Required action
Type out the entries again, matching each one exactly.

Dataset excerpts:
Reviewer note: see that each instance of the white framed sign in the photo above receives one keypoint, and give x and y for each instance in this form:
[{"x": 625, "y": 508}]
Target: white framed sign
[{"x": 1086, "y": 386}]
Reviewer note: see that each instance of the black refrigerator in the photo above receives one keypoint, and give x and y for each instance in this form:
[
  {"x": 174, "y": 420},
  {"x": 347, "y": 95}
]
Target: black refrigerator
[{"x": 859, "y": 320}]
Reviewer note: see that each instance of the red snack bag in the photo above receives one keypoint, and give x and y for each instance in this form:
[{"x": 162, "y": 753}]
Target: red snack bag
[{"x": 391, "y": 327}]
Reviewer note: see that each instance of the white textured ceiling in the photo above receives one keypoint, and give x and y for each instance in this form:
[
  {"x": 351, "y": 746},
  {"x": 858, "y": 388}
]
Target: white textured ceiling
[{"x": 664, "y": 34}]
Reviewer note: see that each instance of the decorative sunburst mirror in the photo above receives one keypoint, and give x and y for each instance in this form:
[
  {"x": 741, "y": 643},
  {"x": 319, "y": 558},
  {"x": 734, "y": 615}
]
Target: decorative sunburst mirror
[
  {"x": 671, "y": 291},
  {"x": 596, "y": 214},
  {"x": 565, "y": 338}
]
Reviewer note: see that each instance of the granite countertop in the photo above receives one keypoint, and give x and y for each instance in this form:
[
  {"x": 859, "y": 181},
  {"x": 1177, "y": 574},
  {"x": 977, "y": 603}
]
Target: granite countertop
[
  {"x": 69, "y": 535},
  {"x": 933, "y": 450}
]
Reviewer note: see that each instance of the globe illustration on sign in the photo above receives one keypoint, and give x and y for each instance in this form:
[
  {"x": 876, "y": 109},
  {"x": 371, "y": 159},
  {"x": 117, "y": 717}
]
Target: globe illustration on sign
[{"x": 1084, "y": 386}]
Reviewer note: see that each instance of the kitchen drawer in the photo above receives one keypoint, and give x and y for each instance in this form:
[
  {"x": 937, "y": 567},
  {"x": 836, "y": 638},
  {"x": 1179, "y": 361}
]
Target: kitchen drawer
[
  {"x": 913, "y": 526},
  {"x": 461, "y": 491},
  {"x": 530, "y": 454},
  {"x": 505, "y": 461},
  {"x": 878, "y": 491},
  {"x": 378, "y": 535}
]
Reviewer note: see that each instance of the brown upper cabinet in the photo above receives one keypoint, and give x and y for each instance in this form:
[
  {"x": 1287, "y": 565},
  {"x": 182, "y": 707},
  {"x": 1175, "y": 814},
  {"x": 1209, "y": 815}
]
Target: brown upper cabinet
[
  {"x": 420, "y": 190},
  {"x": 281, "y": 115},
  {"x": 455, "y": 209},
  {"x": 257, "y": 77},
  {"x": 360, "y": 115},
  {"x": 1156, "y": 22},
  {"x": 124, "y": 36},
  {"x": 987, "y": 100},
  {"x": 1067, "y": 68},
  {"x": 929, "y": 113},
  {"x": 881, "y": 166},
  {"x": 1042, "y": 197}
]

Written answer
Reviewer note: see that each instance of the white framed sign in the photo above receives one keypoint, and give x and y for each instance in this form:
[{"x": 625, "y": 508}]
Target: white framed sign
[{"x": 1086, "y": 386}]
Reviewer note: see that each instance of the black refrigerator in the photo above receives one keypoint, and give x and y for each instance in this form:
[
  {"x": 174, "y": 420},
  {"x": 347, "y": 95}
]
Target: black refrigerator
[{"x": 859, "y": 320}]
Reviewer note: see that each instance of the red snack bag in the photo above receives one keypoint, and give x and y for each instance in this form:
[{"x": 162, "y": 753}]
Target: red snack bag
[{"x": 391, "y": 327}]
Reviewer note: see that each instance of the white textured ceiling in the photo above receives one keypoint, and give x and y for each instance in this form:
[
  {"x": 351, "y": 746},
  {"x": 858, "y": 388}
]
Target: white textured ceiling
[{"x": 664, "y": 34}]
Reviewer note: see that each instance of the decorative sunburst mirror in the photo above receives one keypoint, and give x and y for each instance in this form:
[
  {"x": 741, "y": 643},
  {"x": 319, "y": 558},
  {"x": 734, "y": 615}
]
Target: decorative sunburst mirror
[
  {"x": 671, "y": 291},
  {"x": 596, "y": 214},
  {"x": 565, "y": 338}
]
Reviewer note: see that each instance of the granite countertop in the photo above receives one keypoint, and give x and y for each instance in this form:
[
  {"x": 859, "y": 181},
  {"x": 1177, "y": 574},
  {"x": 977, "y": 603}
]
Target: granite countertop
[
  {"x": 69, "y": 535},
  {"x": 933, "y": 450}
]
Reviewer note: see that each instance of the globe illustration on sign in the photo above receives one keypoint, and give x and y for each instance in this form:
[
  {"x": 876, "y": 109},
  {"x": 371, "y": 159},
  {"x": 117, "y": 717}
]
Target: globe illustration on sign
[{"x": 1084, "y": 386}]
Reviewer note: see that each instance of the kitchen drawer in the photo above receives one keypoint, and give x and y for each instance in this form:
[
  {"x": 937, "y": 567},
  {"x": 836, "y": 638},
  {"x": 1179, "y": 361}
]
Target: kitchen drawer
[
  {"x": 913, "y": 526},
  {"x": 461, "y": 491},
  {"x": 530, "y": 454},
  {"x": 505, "y": 461},
  {"x": 878, "y": 491},
  {"x": 378, "y": 535}
]
Reviewer note: see that each instance of the brown upper cabinet in the photo above receives one keypoint, and give x and y for each instance in this form:
[
  {"x": 1287, "y": 565},
  {"x": 182, "y": 707},
  {"x": 1175, "y": 814},
  {"x": 1209, "y": 815}
]
Target: brown upper cabinet
[
  {"x": 420, "y": 190},
  {"x": 281, "y": 115},
  {"x": 455, "y": 209},
  {"x": 257, "y": 77},
  {"x": 360, "y": 115},
  {"x": 1156, "y": 22},
  {"x": 124, "y": 36},
  {"x": 987, "y": 100},
  {"x": 1067, "y": 68},
  {"x": 929, "y": 113},
  {"x": 881, "y": 166},
  {"x": 1042, "y": 197}
]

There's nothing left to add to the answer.